Pictures stay out of the copy; output exactly the lines from the one containing "Target: narrow window" through the end of the material.
## begin Available data
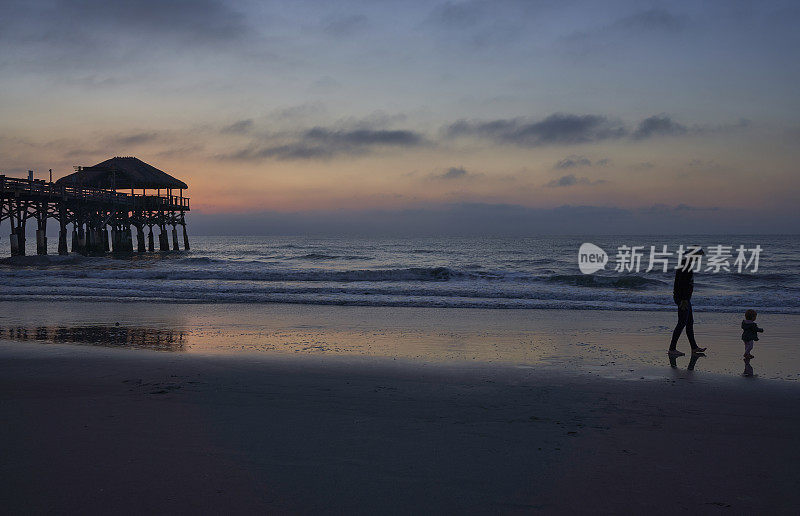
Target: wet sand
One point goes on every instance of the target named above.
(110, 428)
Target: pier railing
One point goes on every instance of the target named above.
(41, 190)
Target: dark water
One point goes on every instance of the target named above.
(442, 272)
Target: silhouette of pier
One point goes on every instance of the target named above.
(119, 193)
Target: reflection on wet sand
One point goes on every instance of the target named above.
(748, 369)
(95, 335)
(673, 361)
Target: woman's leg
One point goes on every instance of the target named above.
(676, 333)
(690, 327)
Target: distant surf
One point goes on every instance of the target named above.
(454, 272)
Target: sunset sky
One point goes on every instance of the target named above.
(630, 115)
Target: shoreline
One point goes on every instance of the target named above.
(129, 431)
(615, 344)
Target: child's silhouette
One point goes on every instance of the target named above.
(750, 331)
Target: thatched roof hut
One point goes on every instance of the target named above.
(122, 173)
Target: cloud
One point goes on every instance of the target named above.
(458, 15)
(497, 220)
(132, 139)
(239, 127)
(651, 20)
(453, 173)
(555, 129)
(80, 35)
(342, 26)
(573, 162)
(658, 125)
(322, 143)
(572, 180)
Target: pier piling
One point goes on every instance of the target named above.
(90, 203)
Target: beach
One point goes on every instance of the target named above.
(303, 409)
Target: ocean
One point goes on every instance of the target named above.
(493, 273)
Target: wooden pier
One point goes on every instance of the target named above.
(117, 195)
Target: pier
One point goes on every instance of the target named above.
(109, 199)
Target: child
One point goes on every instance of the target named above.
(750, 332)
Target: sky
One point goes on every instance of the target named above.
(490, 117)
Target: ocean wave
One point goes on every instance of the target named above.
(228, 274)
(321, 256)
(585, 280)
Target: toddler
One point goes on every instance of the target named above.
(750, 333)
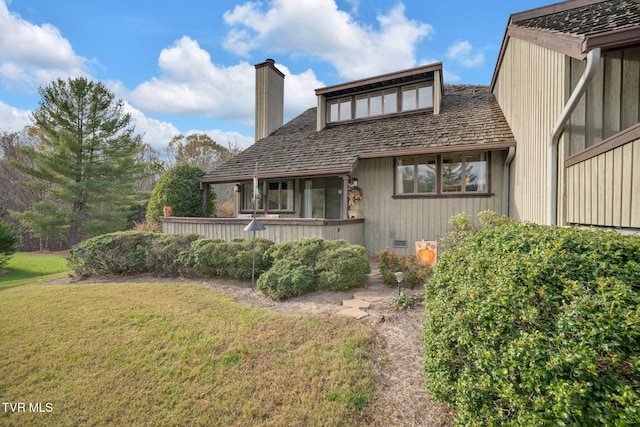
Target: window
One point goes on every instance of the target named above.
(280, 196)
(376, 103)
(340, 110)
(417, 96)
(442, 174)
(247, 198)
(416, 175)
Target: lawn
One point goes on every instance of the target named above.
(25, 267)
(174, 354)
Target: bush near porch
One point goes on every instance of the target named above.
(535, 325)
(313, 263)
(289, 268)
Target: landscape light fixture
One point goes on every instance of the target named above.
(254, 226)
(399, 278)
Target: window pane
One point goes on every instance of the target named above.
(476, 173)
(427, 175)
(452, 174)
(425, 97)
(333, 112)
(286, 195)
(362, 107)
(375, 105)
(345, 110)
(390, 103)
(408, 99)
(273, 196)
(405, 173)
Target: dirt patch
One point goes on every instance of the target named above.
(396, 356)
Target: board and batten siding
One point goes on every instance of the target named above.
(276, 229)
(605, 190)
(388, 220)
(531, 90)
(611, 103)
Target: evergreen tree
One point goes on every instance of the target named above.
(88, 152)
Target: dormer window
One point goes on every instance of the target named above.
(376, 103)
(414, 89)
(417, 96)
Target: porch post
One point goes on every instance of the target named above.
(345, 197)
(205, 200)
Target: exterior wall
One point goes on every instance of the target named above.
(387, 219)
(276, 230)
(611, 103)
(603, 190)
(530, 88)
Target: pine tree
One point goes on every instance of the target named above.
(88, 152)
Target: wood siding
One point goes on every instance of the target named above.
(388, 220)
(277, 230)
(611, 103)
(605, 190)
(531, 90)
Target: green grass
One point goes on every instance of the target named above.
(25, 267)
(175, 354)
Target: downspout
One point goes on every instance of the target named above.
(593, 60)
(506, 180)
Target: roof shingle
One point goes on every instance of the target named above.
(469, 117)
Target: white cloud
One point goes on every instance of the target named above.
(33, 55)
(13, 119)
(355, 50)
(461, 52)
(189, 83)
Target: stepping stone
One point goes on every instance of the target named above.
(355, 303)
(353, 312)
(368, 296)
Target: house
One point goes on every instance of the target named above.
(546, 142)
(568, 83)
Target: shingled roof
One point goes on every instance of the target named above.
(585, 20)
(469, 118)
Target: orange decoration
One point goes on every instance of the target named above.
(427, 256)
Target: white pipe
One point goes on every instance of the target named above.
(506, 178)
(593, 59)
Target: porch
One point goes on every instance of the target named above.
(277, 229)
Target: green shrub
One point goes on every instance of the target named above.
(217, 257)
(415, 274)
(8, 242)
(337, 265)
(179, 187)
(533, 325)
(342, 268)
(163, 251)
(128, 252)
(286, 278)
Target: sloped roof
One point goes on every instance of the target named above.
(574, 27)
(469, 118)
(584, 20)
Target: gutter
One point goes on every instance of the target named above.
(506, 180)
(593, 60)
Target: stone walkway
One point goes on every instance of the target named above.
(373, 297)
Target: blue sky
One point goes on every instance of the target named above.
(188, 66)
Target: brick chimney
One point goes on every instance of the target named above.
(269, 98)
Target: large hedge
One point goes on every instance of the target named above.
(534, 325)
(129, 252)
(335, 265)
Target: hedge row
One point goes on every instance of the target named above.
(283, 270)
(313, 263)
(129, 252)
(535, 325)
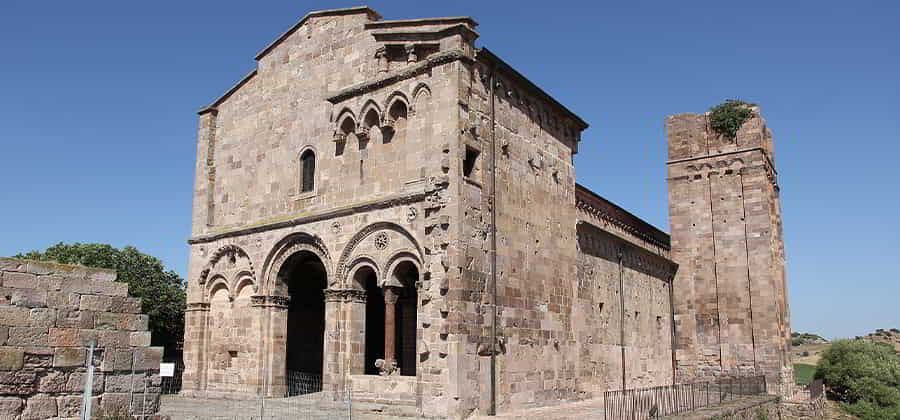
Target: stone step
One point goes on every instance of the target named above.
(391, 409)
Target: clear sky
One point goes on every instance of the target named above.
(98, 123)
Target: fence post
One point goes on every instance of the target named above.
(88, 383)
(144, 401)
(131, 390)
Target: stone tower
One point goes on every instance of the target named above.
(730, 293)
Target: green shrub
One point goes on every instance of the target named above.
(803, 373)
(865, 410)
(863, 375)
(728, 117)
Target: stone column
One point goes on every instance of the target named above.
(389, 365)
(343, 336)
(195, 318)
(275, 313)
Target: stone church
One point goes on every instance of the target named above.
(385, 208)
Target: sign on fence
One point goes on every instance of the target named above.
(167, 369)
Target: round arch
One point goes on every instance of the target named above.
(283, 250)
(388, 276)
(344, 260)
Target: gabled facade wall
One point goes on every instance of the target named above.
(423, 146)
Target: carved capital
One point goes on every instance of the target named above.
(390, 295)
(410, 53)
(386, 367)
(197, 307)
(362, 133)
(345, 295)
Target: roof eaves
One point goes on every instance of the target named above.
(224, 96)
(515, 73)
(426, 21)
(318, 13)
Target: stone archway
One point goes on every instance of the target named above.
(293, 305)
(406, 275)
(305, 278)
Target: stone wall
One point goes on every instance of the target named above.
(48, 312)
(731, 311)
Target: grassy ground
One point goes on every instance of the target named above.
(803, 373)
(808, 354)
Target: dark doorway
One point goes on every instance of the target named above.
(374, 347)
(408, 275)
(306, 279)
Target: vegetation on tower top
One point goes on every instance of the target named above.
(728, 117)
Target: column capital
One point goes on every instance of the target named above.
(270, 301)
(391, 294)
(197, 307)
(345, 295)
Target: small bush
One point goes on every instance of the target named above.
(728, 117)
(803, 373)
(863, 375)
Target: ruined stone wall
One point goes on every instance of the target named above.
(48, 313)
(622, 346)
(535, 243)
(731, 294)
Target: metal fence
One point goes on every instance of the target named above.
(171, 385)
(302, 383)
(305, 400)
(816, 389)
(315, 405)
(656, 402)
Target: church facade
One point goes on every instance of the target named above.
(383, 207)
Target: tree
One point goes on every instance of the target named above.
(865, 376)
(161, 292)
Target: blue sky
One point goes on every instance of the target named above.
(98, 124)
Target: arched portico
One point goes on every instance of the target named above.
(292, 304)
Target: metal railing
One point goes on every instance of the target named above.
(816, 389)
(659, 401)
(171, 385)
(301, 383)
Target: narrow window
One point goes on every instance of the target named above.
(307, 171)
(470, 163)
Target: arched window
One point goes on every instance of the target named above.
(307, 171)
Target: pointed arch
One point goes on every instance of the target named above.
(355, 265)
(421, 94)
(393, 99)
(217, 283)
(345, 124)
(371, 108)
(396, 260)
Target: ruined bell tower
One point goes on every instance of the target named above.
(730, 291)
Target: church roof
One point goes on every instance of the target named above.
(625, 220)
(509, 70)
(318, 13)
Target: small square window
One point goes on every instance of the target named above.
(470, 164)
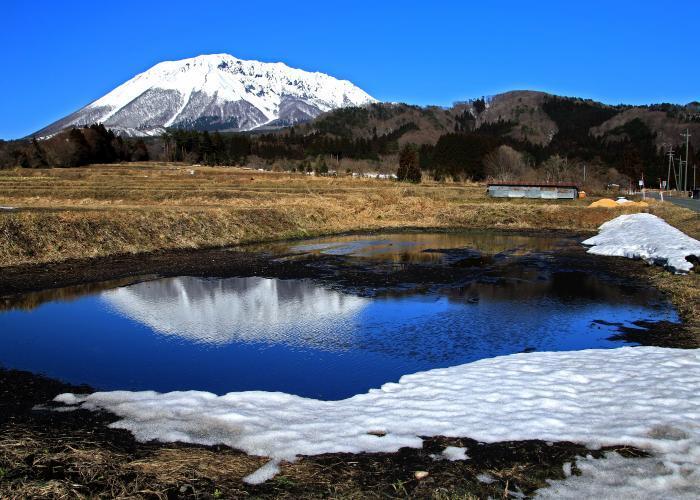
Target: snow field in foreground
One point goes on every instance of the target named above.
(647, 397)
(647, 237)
## end Available data
- **Exercise response**:
Target: narrow window
One point goes on every instance of the target named above.
(307, 171)
(470, 163)
Target: arched window
One point goes on every instance of the target named above.
(307, 171)
Target: pointed arch
One point goes on every instance of the target named above.
(355, 265)
(421, 94)
(393, 99)
(217, 283)
(345, 124)
(371, 108)
(396, 260)
Target: ruined bell tower
One point goes on every instance of the target named above.
(730, 291)
Target: church roof
One point goes on every instance of the target named above.
(625, 220)
(509, 70)
(318, 13)
Target: small square window
One point goes on every instance of the target named above.
(470, 164)
Target: snow field in foreground
One point goes on every instance of the target named above.
(647, 397)
(647, 237)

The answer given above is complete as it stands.